### DESCRIPTION OF THE TASK
Only the lines from the one containing "the red panda." through the last line below should be written out, exactly and with both ends kept.

### DATA SHOWN
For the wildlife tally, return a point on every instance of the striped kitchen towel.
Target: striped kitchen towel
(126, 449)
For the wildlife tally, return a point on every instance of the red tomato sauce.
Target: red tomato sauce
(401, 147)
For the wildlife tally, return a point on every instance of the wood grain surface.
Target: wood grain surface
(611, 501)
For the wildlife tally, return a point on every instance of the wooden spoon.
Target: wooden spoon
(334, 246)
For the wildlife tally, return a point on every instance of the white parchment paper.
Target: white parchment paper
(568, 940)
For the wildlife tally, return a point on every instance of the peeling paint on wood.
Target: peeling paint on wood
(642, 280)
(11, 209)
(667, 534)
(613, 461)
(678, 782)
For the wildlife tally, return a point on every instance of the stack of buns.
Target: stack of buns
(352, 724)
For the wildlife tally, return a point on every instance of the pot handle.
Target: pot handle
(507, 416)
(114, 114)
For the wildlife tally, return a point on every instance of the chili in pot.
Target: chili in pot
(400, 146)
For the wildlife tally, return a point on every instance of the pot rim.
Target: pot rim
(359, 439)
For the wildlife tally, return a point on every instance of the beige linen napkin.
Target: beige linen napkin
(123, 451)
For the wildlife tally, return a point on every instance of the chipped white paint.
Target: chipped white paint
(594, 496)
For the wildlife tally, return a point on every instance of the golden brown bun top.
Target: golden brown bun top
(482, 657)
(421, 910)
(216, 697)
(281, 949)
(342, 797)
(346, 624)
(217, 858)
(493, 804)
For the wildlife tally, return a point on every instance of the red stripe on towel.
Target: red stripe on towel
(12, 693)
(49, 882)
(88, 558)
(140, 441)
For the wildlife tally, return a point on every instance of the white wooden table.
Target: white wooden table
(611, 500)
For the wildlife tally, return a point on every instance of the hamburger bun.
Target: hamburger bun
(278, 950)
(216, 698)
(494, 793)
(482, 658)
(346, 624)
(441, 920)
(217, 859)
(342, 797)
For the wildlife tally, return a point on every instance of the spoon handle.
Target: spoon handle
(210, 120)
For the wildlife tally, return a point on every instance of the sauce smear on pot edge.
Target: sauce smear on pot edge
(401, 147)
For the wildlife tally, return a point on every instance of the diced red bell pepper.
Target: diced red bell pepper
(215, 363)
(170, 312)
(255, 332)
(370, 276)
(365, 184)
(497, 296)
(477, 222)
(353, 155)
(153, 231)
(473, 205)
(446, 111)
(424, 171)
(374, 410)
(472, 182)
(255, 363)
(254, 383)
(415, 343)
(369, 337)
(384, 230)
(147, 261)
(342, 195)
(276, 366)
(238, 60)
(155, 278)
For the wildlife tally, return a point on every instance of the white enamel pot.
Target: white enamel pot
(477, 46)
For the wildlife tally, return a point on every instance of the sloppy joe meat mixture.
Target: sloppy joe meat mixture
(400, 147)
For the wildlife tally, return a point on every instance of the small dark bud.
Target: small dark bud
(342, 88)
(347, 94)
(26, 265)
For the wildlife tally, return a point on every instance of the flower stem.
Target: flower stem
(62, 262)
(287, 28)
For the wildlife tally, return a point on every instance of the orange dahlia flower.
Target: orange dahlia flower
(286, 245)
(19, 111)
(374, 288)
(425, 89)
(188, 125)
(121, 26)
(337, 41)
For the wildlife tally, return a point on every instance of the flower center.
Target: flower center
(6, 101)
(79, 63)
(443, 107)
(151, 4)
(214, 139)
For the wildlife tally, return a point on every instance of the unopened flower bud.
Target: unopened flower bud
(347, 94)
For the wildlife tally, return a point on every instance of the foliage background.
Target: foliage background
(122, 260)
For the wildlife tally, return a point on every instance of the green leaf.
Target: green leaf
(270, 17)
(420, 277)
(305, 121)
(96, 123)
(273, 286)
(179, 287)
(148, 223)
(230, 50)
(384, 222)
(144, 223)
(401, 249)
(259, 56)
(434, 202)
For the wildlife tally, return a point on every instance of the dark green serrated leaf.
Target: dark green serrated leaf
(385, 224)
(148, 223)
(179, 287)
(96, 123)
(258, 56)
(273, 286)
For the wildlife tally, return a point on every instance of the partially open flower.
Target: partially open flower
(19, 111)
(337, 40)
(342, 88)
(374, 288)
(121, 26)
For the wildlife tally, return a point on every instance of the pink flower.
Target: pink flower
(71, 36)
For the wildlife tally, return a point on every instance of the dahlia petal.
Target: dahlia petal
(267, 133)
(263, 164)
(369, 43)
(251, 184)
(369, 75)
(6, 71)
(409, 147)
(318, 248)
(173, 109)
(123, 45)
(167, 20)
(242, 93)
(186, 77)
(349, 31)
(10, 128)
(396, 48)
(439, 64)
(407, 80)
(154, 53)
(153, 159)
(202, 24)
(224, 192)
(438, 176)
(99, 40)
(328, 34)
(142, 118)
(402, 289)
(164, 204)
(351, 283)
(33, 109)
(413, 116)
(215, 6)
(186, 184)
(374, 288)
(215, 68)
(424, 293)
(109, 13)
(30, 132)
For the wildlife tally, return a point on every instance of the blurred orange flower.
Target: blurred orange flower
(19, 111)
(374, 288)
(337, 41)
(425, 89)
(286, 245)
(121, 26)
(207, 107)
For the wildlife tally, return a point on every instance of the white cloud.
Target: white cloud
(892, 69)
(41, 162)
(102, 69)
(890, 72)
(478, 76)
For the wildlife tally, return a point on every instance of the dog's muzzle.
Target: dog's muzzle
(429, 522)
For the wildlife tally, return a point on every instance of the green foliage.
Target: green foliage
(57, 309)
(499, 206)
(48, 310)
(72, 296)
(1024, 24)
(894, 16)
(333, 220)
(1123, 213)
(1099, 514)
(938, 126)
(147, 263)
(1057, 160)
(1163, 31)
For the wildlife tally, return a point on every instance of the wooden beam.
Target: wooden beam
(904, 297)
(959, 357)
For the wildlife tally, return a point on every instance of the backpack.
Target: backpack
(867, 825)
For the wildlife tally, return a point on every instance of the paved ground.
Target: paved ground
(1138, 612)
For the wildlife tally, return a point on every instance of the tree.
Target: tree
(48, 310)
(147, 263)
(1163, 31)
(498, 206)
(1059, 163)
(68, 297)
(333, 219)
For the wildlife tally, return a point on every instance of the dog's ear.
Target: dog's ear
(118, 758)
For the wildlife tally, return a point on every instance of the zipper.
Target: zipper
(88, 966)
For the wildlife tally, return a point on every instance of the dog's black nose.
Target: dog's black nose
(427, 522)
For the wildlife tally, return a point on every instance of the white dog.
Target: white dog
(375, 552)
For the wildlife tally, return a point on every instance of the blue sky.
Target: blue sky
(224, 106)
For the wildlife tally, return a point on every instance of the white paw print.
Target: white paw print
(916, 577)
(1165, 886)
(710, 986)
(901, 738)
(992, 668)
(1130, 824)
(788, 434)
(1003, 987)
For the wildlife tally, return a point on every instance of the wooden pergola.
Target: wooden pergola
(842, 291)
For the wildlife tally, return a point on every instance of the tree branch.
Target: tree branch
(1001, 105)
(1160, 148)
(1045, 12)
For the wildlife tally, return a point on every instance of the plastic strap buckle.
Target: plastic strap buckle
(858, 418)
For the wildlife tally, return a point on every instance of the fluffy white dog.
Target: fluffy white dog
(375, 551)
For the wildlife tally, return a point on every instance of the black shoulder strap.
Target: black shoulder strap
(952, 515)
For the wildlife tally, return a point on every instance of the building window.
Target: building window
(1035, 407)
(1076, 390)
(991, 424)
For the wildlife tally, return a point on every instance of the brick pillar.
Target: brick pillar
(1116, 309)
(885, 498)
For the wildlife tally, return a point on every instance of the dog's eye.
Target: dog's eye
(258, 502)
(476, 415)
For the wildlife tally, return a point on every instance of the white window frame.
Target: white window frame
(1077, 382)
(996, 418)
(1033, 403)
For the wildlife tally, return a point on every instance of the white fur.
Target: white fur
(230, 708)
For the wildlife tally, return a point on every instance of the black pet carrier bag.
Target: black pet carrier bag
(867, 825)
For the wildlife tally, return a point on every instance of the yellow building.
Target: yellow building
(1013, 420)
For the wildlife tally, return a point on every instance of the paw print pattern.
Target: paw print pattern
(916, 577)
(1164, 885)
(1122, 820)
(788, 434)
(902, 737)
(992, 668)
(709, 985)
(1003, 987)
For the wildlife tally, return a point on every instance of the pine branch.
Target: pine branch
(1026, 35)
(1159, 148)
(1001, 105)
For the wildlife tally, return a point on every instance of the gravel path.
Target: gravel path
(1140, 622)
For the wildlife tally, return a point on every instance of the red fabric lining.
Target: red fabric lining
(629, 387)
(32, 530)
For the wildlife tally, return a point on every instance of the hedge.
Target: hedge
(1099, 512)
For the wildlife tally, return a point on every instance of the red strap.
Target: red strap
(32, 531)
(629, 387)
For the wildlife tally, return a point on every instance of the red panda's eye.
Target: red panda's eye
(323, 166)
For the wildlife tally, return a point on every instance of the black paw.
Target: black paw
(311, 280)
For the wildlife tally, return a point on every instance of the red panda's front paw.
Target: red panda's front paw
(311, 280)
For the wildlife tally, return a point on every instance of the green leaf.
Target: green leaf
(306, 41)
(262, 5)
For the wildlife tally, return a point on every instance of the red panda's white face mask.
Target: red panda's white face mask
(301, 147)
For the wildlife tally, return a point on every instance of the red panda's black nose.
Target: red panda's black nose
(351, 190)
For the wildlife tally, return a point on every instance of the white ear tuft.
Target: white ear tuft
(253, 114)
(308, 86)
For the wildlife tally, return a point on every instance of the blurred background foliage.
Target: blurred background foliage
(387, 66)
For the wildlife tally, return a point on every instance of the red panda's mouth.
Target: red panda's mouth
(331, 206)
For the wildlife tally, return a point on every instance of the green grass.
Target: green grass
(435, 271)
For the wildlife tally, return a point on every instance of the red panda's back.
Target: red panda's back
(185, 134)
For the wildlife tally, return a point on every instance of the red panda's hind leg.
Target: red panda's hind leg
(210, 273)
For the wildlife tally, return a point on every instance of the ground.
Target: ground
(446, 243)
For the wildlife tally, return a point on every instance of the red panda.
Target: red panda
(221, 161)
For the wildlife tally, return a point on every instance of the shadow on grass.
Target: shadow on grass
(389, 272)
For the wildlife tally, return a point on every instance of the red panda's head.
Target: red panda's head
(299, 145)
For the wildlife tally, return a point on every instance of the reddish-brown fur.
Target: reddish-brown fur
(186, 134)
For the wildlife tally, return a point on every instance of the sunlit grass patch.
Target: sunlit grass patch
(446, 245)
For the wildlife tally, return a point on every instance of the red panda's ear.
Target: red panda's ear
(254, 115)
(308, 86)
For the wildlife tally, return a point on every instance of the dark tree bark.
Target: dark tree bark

### WORKED ANSWER
For the wildlife tally, return a point on every instance of the red panda.
Target: red panda
(221, 161)
For the wildlife tally, return a point on every instance of the shadow on grass.
Target: shadow on grass
(389, 272)
For the wildlife tally, return a point on every instance of the red panda's head.
Target: red panda's head
(299, 145)
For the wildlife tally, return a point on every instance of the reddish-brown fur.
Target: reddish-brown fur
(186, 134)
For the wildlife tally, return a point on every instance of the sunlit grass patch.
Target: sunlit grass patch
(446, 245)
For the wildlife tally, return a point on every instance of the red panda's ear.
Target: red panda's ear
(254, 115)
(308, 86)
For the wildlife tally, return a point on every instance of the dark tree bark.
Target: dark tree bark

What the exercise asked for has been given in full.